- **Deine Aufgabe**: Zitiere bitte unverändert die Zeilen unten, von der Zeile mit „black flag, writing one line per instance.“ bis zur letzten Zeile, beide eingeschlossen. Lass die Bilder in deiner Antwort weg.

··· Extrahierte Daten

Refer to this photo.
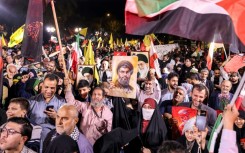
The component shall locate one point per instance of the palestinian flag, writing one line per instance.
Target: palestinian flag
(210, 21)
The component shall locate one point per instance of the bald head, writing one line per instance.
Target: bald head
(226, 86)
(66, 119)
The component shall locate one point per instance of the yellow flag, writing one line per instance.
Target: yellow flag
(111, 41)
(126, 43)
(3, 41)
(96, 75)
(121, 42)
(89, 56)
(84, 31)
(118, 43)
(16, 37)
(99, 42)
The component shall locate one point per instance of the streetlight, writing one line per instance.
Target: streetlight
(50, 29)
(77, 29)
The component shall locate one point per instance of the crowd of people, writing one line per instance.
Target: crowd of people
(45, 110)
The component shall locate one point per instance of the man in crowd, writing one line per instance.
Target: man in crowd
(204, 75)
(215, 101)
(83, 91)
(43, 106)
(18, 107)
(151, 90)
(143, 66)
(96, 117)
(185, 70)
(124, 71)
(166, 110)
(65, 123)
(217, 79)
(199, 94)
(13, 136)
(167, 94)
(234, 78)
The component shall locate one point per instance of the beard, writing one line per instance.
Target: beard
(143, 72)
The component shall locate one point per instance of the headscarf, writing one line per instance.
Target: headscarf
(145, 123)
(62, 144)
(113, 141)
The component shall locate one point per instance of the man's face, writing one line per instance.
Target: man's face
(173, 82)
(65, 121)
(179, 96)
(216, 73)
(239, 122)
(198, 97)
(12, 139)
(14, 110)
(83, 92)
(187, 63)
(124, 75)
(225, 87)
(204, 75)
(89, 77)
(11, 72)
(97, 98)
(49, 88)
(141, 65)
(148, 86)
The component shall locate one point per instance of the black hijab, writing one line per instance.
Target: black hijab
(113, 141)
(156, 131)
(62, 144)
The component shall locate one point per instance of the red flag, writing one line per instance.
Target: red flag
(154, 60)
(120, 53)
(182, 18)
(182, 114)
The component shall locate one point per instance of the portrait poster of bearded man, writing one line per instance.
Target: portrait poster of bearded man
(143, 64)
(124, 76)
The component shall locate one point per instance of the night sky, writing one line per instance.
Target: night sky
(71, 13)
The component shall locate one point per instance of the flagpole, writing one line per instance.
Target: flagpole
(235, 96)
(59, 40)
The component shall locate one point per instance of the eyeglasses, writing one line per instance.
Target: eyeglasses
(8, 132)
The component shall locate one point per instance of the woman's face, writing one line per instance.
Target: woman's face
(239, 122)
(189, 134)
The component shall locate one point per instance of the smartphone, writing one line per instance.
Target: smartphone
(49, 107)
(201, 120)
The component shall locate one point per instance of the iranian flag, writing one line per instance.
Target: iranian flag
(154, 60)
(192, 19)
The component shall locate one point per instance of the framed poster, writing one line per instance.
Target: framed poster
(124, 76)
(143, 63)
(85, 72)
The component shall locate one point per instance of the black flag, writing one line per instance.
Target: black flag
(33, 35)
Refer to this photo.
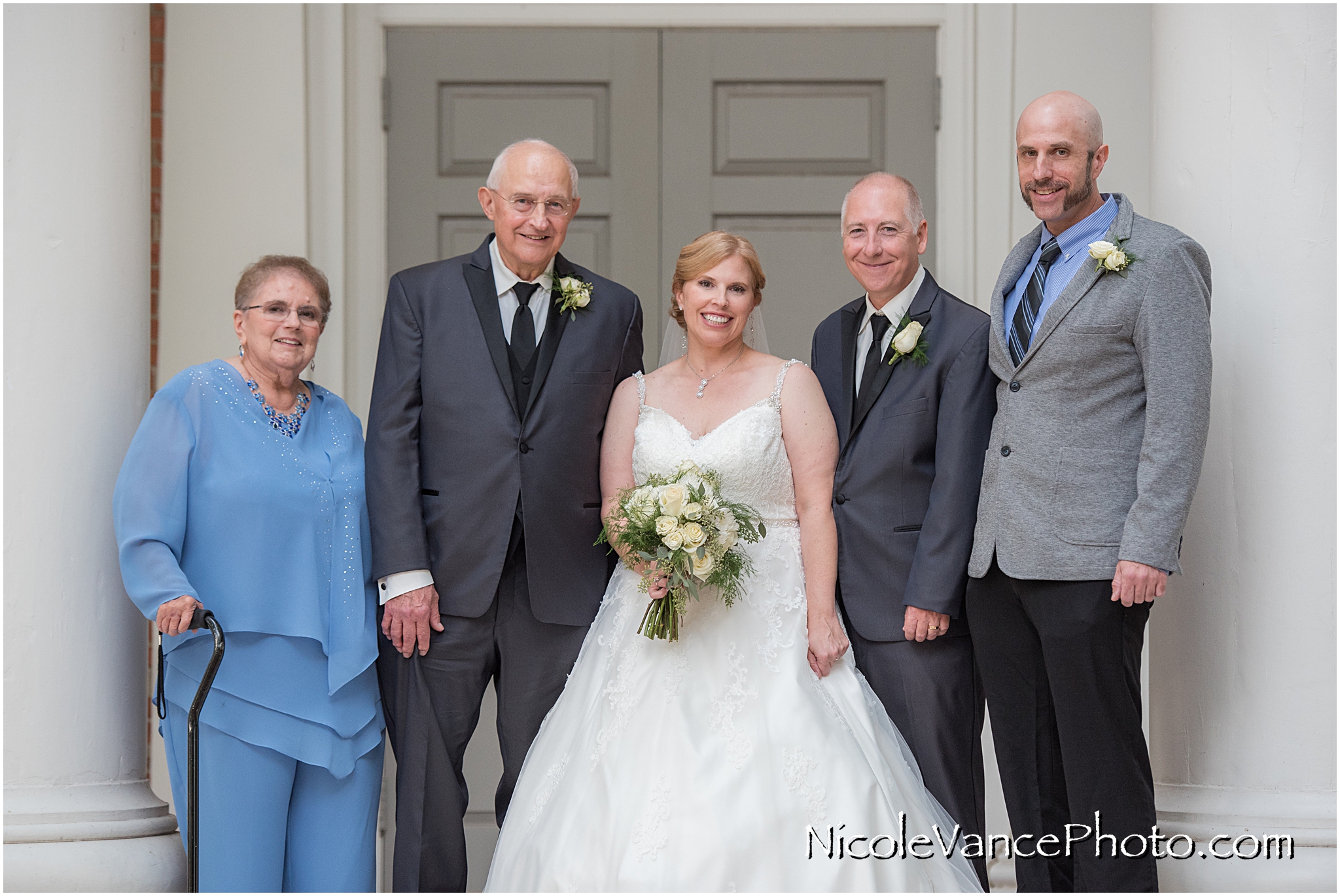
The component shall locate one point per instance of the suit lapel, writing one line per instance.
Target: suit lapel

······

- **Schriftliche Antwort**:
The component shall locate one point per instance of the black flag, writing one line per instance.
Target: black flag
(33, 35)
Refer to this photo.
The component shall locate one point per instance of the suit lapel, writing one line per instance.
Target: suit lapel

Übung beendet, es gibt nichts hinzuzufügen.